**To be done**
Edit the items below by changing every "integer pixel coordinates" to "whole-number pixel coordinates", keeping everything else the same.

(Items listed in a dataset)
·····

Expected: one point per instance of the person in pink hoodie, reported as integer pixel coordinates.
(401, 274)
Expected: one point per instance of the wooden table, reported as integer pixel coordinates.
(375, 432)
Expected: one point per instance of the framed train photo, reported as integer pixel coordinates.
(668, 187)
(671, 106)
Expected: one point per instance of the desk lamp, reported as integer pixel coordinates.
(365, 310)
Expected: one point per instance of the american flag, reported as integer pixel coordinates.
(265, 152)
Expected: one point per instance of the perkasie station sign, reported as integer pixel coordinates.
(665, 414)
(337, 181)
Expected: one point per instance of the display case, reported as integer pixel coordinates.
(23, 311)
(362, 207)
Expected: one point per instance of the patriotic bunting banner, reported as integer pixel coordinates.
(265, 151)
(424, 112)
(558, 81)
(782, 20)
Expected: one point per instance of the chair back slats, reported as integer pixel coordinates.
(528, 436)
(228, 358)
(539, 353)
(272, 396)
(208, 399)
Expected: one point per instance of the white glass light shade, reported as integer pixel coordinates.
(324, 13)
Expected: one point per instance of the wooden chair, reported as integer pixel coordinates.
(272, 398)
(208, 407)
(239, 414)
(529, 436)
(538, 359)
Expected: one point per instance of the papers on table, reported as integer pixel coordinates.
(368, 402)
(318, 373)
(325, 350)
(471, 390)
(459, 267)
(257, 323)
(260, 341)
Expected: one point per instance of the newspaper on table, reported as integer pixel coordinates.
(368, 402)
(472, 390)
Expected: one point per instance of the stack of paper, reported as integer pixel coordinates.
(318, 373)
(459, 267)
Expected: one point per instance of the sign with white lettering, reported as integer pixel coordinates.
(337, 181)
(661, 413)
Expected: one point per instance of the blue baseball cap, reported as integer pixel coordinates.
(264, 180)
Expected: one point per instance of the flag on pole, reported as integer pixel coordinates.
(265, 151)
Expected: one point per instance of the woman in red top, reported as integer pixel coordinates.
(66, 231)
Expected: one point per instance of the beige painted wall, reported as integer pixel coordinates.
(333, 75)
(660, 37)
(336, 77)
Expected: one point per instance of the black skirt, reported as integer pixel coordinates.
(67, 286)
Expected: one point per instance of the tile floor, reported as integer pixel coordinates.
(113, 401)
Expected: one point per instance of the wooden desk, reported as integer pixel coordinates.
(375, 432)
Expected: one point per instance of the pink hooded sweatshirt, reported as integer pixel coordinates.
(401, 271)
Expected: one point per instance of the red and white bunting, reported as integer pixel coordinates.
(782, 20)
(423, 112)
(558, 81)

·····

**The reply**
Expected: one point per instance of the person in pink hoodie, reported as whole-number pixel coordinates.
(401, 274)
Expected: one point per instance of the wooden table, reported as whole-number pixel coordinates.
(375, 432)
Expected: one point per instance of the framed train photo, reported as whole-number pixel coordinates.
(668, 187)
(671, 106)
Expected: one point per instance of the desk lamp, reported as whole-number pixel coordinates.
(365, 310)
Expected: one point per instance of the american flag, reported as whole-number pixel coordinates.
(265, 152)
Expected: one point per instance of the perkasie station sign, reported as whole-number pixel coordinates.
(665, 414)
(337, 181)
Expected: one point per instance of the display case, reported as whole-number pixel coordinates.
(23, 311)
(362, 207)
Expected: one point per instance of the patriotic bunting banner, reported as whole-number pixel coordinates.
(265, 151)
(424, 112)
(558, 81)
(782, 20)
Expected: one point per instance of the chair back slats, reported as whole-number pixel coordinates.
(528, 436)
(228, 358)
(539, 353)
(272, 396)
(208, 399)
Expected: one point per instance of the white glass light shade, reported as whole-number pixel coordinates.
(324, 13)
Expected: one point per instance of the wooden chair, reported as whole-number pixel coordinates.
(272, 398)
(208, 407)
(239, 414)
(529, 436)
(538, 359)
Expected: one point per instance of the papers on table, reported as whole-number pixel coordinates.
(368, 402)
(318, 373)
(325, 350)
(471, 390)
(459, 267)
(257, 323)
(260, 341)
Expected: one point per instance of the newspaper on table, reported as whole-number pixel coordinates.
(368, 402)
(472, 390)
Expected: one point per instance of the stack of paper, reported as whole-number pixel coordinates.
(318, 373)
(459, 267)
Expected: one point per instance of the sign with white lettering, reported as whole-number pixel coordinates.
(337, 181)
(661, 413)
Expected: one point per instance of the blue baseball cap, reported as whole-number pixel coordinates.
(264, 180)
Expected: one point per instance of the flag on pole, reported as whole-number pixel coordinates.
(265, 151)
Expected: one point per instance of the woman in red top, reported as whole-number pixel coordinates.
(66, 231)
Expected: one point per instance of the beige painted wall, reported as whole-number pixel coordinates.
(333, 75)
(660, 37)
(336, 77)
Expected: one point per instance of the black skirt, reported as whole-number pixel coordinates.
(67, 286)
Expected: one point per instance of the tile floor, reported as whole-number pixel coordinates.
(113, 401)
Expected: one point per instance of the wooden desk, reported as whole-number pixel coordinates.
(375, 432)
Expected: one point per instance of the pink hooded sweatshirt, reported as whole-number pixel coordinates.
(401, 271)
Expected: one point per instance of the red and white bunting, reported as whole-number pixel coordinates.
(782, 20)
(423, 112)
(558, 81)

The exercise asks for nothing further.